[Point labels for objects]
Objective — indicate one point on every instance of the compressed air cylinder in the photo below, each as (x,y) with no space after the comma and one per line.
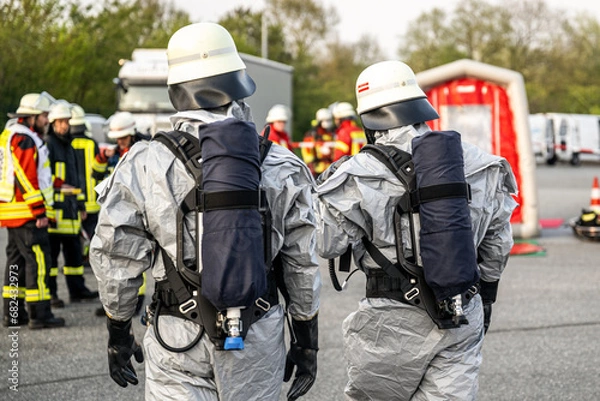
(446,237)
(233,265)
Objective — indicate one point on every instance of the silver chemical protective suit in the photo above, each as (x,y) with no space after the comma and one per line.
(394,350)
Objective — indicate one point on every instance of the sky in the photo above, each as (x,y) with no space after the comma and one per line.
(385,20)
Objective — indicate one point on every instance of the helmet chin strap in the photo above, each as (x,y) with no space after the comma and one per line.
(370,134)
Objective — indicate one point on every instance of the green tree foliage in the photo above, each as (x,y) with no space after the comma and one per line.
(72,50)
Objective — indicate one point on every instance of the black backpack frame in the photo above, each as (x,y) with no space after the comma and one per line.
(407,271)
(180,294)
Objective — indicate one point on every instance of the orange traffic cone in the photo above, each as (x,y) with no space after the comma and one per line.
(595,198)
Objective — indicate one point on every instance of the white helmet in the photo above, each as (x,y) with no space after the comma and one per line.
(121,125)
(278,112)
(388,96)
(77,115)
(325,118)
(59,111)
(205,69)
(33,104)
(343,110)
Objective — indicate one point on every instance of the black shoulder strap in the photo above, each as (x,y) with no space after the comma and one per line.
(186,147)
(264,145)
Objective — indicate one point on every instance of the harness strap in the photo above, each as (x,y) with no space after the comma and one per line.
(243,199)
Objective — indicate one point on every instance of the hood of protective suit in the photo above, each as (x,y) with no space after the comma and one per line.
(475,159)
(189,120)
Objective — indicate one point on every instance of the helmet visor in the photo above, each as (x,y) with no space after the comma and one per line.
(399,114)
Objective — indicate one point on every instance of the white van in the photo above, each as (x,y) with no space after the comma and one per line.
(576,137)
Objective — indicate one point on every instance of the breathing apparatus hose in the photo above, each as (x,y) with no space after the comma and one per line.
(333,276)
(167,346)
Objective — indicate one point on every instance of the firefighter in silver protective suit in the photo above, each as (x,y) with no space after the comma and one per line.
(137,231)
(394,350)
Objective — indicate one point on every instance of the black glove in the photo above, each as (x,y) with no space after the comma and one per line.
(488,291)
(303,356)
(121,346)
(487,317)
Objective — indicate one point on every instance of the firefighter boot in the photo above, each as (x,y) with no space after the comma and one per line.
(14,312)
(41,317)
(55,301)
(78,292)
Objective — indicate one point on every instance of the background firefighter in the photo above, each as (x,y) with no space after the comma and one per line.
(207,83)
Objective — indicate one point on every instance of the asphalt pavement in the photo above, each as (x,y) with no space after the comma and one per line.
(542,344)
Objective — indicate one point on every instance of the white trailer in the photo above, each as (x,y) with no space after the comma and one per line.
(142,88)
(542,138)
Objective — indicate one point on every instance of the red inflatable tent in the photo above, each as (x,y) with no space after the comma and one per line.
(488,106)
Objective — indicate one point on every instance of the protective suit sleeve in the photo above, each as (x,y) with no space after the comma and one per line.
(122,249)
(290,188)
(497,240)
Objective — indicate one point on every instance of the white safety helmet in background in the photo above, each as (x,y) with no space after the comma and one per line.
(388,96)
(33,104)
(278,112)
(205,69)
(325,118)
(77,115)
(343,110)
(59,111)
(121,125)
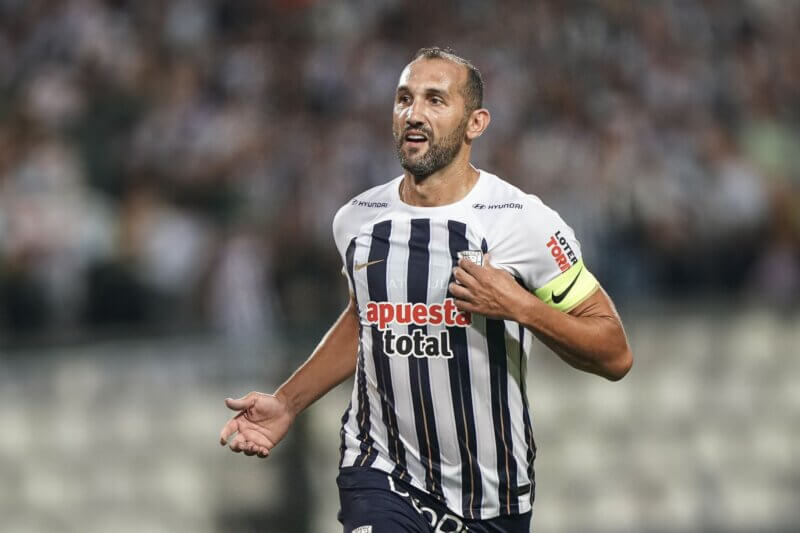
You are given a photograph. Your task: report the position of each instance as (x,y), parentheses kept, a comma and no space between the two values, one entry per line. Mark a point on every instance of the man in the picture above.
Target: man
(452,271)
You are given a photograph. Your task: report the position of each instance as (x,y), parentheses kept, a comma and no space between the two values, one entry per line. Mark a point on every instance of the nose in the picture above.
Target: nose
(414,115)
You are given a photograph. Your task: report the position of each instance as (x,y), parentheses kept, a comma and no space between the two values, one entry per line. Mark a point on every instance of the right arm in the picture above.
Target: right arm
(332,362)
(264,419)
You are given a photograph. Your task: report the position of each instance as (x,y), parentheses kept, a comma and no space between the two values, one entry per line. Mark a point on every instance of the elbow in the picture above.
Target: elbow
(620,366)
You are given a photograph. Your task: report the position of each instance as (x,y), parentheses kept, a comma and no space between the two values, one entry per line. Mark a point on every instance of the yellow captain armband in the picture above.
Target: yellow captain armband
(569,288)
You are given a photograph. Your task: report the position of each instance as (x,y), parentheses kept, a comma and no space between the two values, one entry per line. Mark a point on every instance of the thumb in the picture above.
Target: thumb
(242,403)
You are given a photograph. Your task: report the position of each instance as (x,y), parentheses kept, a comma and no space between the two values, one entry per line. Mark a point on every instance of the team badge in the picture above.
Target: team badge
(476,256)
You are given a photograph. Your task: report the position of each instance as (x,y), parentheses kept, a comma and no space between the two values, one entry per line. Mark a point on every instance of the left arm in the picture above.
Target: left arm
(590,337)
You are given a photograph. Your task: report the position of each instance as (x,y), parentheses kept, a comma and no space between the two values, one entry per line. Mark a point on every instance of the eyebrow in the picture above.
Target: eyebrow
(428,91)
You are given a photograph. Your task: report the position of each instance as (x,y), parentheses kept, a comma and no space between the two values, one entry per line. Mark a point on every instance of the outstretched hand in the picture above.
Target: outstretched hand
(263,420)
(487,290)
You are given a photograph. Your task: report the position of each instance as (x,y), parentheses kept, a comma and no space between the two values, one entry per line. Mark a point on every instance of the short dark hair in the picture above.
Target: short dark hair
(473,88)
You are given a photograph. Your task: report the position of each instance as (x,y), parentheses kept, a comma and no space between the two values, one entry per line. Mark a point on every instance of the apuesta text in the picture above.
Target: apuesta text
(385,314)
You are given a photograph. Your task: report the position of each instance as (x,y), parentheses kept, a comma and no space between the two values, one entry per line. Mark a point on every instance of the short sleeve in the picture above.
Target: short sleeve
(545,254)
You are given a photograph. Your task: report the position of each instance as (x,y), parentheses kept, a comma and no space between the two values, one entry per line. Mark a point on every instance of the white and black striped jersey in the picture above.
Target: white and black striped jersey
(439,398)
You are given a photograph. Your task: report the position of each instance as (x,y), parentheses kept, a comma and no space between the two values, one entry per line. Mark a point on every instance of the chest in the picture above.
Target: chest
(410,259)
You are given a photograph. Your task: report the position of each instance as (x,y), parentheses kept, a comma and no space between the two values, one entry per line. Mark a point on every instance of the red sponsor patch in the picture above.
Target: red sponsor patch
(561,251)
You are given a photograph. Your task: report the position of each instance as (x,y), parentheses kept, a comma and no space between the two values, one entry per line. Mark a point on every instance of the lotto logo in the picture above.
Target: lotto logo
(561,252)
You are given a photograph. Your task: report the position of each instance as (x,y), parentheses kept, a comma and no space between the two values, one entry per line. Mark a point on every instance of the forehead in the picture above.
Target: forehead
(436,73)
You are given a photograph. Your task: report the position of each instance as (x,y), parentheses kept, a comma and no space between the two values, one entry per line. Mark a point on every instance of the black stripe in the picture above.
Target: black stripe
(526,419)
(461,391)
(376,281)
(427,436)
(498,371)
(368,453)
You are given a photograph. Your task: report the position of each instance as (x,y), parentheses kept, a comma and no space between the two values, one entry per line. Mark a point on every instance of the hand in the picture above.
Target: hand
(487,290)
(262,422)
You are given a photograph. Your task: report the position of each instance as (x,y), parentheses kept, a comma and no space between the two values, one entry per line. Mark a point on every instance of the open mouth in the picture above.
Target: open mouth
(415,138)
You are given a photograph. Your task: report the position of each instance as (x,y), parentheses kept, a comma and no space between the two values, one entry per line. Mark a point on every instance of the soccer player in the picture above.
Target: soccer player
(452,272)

▶ _PROBLEM DETAILS_
Convert all of the material above into a JSON list of strings, one string per line, omitting blank lines. Exclude the pictures from the output.

▶ _SOLUTION TO THIS PROBLEM_
[
  "Objective — indicate one point on every instance of the compressed air cylinder in the photo below, each as (x,y) with no space after the comma and one per line.",
  "(446,237)",
  "(233,265)",
  "Objective — indicate one point on every instance of the silver chemical protective suit in the photo above, each as (x,y) with no space after the comma and one per line.",
  "(394,350)",
  "Objective — indicate one point on every instance of the sky in the photo above, each as (x,y) with no space after the comma and one per line.",
  "(385,20)",
  "Objective — indicate one point on every instance of the helmet chin strap in the photo above, each as (x,y) with no space after the comma and one per line.",
  "(370,134)",
  "Objective — indicate one point on every instance of the green tree foliage in the photo above, each as (x,y) with no space after the comma and one per line.",
  "(72,50)",
  "Objective — indicate one point on every instance of the black backpack frame in the photo above, each as (x,y) with no space after the comma and one per line.",
  "(407,271)",
  "(180,294)",
  "Objective — indicate one point on every instance of the orange traffic cone in the photo above, each as (x,y) with no space after the comma and one per line.",
  "(595,198)",
  "Objective — indicate one point on every instance of the white helmet in the photo above, each as (x,y) with no space after the comma and one per line.",
  "(121,125)",
  "(278,112)",
  "(388,96)",
  "(77,115)",
  "(325,118)",
  "(59,111)",
  "(205,69)",
  "(33,104)",
  "(343,110)",
  "Objective — indicate one point on every instance of the black shoulder strap in the photo above, each as (x,y) with no space after the comma and one per line.",
  "(186,147)",
  "(264,145)",
  "Objective — indicate one point on every instance of the harness strap in the photo above, each as (x,y) with no space after the comma and one per line.",
  "(243,199)",
  "Objective — indicate one point on every instance of the hood of protective suit in the photo above, each as (x,y) with no space after the comma and one per line.",
  "(475,159)",
  "(189,120)",
  "Objective — indicate one point on every instance of the helmet visor in the photo above, each as (x,y) with no space after the comma and one per line.",
  "(399,114)",
  "Objective — indicate one point on every instance of the white van in the photo above, each as (x,y) with no space after the comma and one per line.",
  "(576,137)",
  "Objective — indicate one point on every instance of the breathing apparatus hose in the photo above, each as (x,y) with no space after the comma and one per line.",
  "(333,276)",
  "(167,346)",
  "Objective — indicate one point on every instance of the firefighter in silver protective suit in the photo above, each as (x,y) with no space after the comma and one per line.",
  "(137,231)",
  "(394,350)",
  "Objective — indicate one point on every instance of the black glove in the photo above, each as (x,y) with no space after the comma and one per line.",
  "(488,291)",
  "(303,356)",
  "(121,346)",
  "(487,317)",
  "Objective — indicate one point on every instance of the firefighter boot in the photo above, each as (x,y) with no space after the comma and one per line.",
  "(14,312)",
  "(41,317)",
  "(55,301)",
  "(78,292)",
  "Objective — indicate one point on every instance of the background firefighter in the photo above, each as (x,y) with no space after the comma and one per line.",
  "(207,83)",
  "Objective — indicate one point on every instance of the asphalt pavement in the photo above, each as (x,y) with no space after the comma and one per line.",
  "(542,344)",
  "Objective — indicate one point on every instance of the white trailer in the photo above, each as (x,y) with no space after the comma and one per line.",
  "(142,88)",
  "(542,138)",
  "Objective — indicate one point on every instance of the red inflatable tent in the photo above, each as (x,y) with no space after the comma and one per line.",
  "(488,106)",
  "Objective — indicate one point on every instance of the protective suit sleeve in the photo above, each as (x,y) with no space after the comma and one per line.",
  "(122,249)",
  "(290,188)",
  "(497,240)",
  "Objective — indicate one point on every instance of the white safety helmet in background in the photo above, each as (x,y) with no space after the comma and one per line.",
  "(388,96)",
  "(33,104)",
  "(278,112)",
  "(205,69)",
  "(325,118)",
  "(77,115)",
  "(343,110)",
  "(59,111)",
  "(121,125)",
  "You are given a photograph. Your task: report the position of each instance as (x,y), parentheses kept, a comma and no space between the two values, one entry per line. Mark a point on every instance of the man in the picture above.",
  "Target: man",
  "(452,271)",
  "You are given a photograph. Your task: report the position of each instance as (x,y), parentheses kept, a comma and no space between the two values, one entry per line. Mark a point on every instance of the nose in the picture above.",
  "Target: nose",
  "(414,115)",
  "You are given a photograph. Your task: report the position of each instance as (x,y), parentheses kept, a comma and no space between the two values, one entry per line. Mark a point on every instance of the right arm in the picture above.",
  "Target: right arm",
  "(332,362)",
  "(264,419)",
  "You are given a photograph. Your task: report the position of each instance as (x,y), parentheses kept, a comma and no space between the two values, one entry per line. Mark a point on every instance of the elbow in the picture above.",
  "Target: elbow",
  "(620,366)",
  "You are given a photograph. Your task: report the position of each instance as (x,y), parentheses kept, a comma and no space between the two values, one entry per line. Mark a point on every instance of the yellow captain armband in the picture above.",
  "Target: yellow captain armband",
  "(569,288)",
  "You are given a photograph. Your task: report the position of each instance as (x,y), parentheses kept, a comma and no space between the two values, one entry per line. Mark a point on every instance of the thumb in the picture above.",
  "Target: thumb",
  "(242,403)",
  "You are given a photograph. Your task: report the position of each instance as (x,y), parentheses kept, a comma and no space between the two values, one entry per line. Mark a point on every instance of the team badge in the picture above.",
  "Target: team badge",
  "(476,256)",
  "You are given a photograph. Your task: report the position of each instance as (x,y), parentheses kept, a comma and no space between the two values, one entry per line. Mark a point on every instance of the left arm in the picture above.",
  "Target: left arm",
  "(590,337)",
  "You are given a photograph. Your task: report the position of each instance as (x,y), parentheses kept, a comma and no space between the two values, one entry per line. Mark a point on every instance of the eyebrow in the picture above.",
  "Target: eyebrow",
  "(428,91)",
  "You are given a photograph. Your task: report the position of each instance as (x,y), parentheses kept, a comma and no space between the two values, one entry per line. Mark a point on every instance of the outstretched hand in the picture above.",
  "Target: outstretched hand",
  "(263,420)",
  "(487,290)",
  "You are given a photograph. Your task: report the position of each instance as (x,y), parentheses kept, a comma and no space between the two values, one entry per line. Mark a point on every instance of the short dark hair in the picture above.",
  "Target: short dark hair",
  "(473,88)",
  "You are given a photograph. Your task: report the position of each instance as (x,y), parentheses kept, a comma and no space between the two values, one entry per line. Mark a point on every instance of the apuesta text in the picture above.",
  "Target: apuesta text",
  "(385,314)",
  "You are given a photograph. Your task: report the position of each instance as (x,y), parentheses kept, a comma and no space between the two values, one entry per line. Mark a point on every instance of the short sleeve in the picture above.",
  "Target: short sleeve",
  "(545,254)",
  "You are given a photograph. Your task: report the position of each instance as (x,y), parentheses kept, a comma and no space between the two values, one entry per line. Mark a point on every instance of the white and black striped jersey in the picture above.",
  "Target: white and black striped jersey",
  "(439,398)",
  "You are given a photograph. Your task: report the position of each instance as (x,y), parentheses kept, a comma and no space between the two values, one entry per line. Mark a point on every instance of the chest in the picture above.",
  "Target: chest",
  "(410,259)",
  "You are given a photograph. Your task: report the position of each instance as (x,y), parentheses kept, a comma and no space between the two values, one entry per line. Mark a point on every instance of the red sponsor patch in the picture above.",
  "Target: red sponsor patch",
  "(561,251)",
  "You are given a photograph. Your task: report the position of each instance as (x,y), parentheses kept, a comma and no space between the two values, one entry per line. Mark a point on every instance of the lotto logo in the picture above.",
  "Target: lotto logo",
  "(561,252)",
  "You are given a photograph. Your task: report the position of each instance as (x,y), parentheses kept, a comma and no space between the two values, one entry per line. Mark a point on every instance of the forehead in the picture above.",
  "Target: forehead",
  "(436,73)",
  "You are given a photograph. Your task: report the position of each instance as (x,y), parentheses kept, a comma and no space between the two values, one entry per line. Mark a point on every instance of the black stripe in the picture above.",
  "Target: black stripe",
  "(526,419)",
  "(461,391)",
  "(376,281)",
  "(427,436)",
  "(498,371)",
  "(368,453)",
  "You are given a photograph. Your task: report the position of each instance as (x,y), parentheses kept, a comma and no space between the two values, one entry per line. Mark a point on every instance of the hand in the picture above.",
  "Target: hand",
  "(487,290)",
  "(262,422)",
  "You are given a photograph. Your task: report the position of each instance as (x,y), parentheses kept, a comma and no space between the two values, one entry per line. Mark a point on every instance of the open mouth in the picture above.",
  "Target: open mouth",
  "(415,138)",
  "You are given a photograph. Your task: report the position of each instance as (x,y), parentheses kept, a comma and no space between the two values, one entry per line. Mark a point on every instance of the soccer player in the picture above.",
  "Target: soccer player",
  "(452,272)"
]